── Records provided ──

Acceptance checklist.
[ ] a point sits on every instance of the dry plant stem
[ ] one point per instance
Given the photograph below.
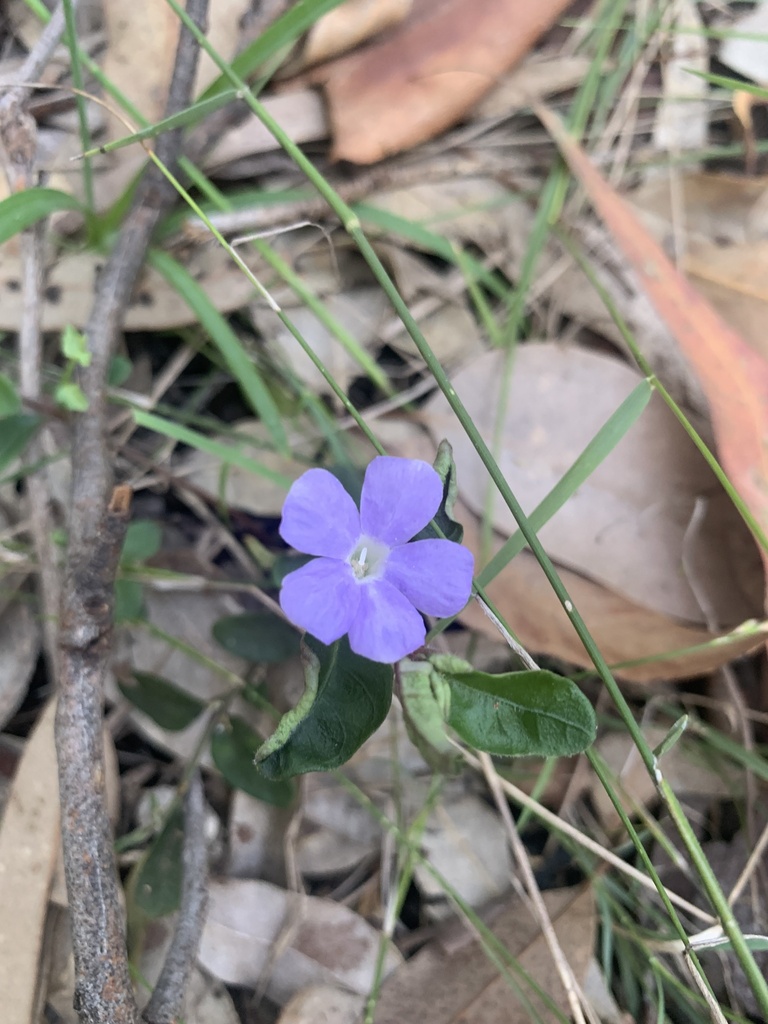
(103, 991)
(523, 865)
(30, 347)
(17, 128)
(18, 136)
(167, 999)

───

§ Task statement: Output, exactly and with no pictures, every line from the one that contains "[ ] a point" through the final line of the entries.

§ The answer:
[ ] a point sits on every instance of the dry plant stem
[ ] one point per instance
Given the photograph below.
(103, 991)
(523, 865)
(30, 347)
(17, 128)
(18, 136)
(167, 999)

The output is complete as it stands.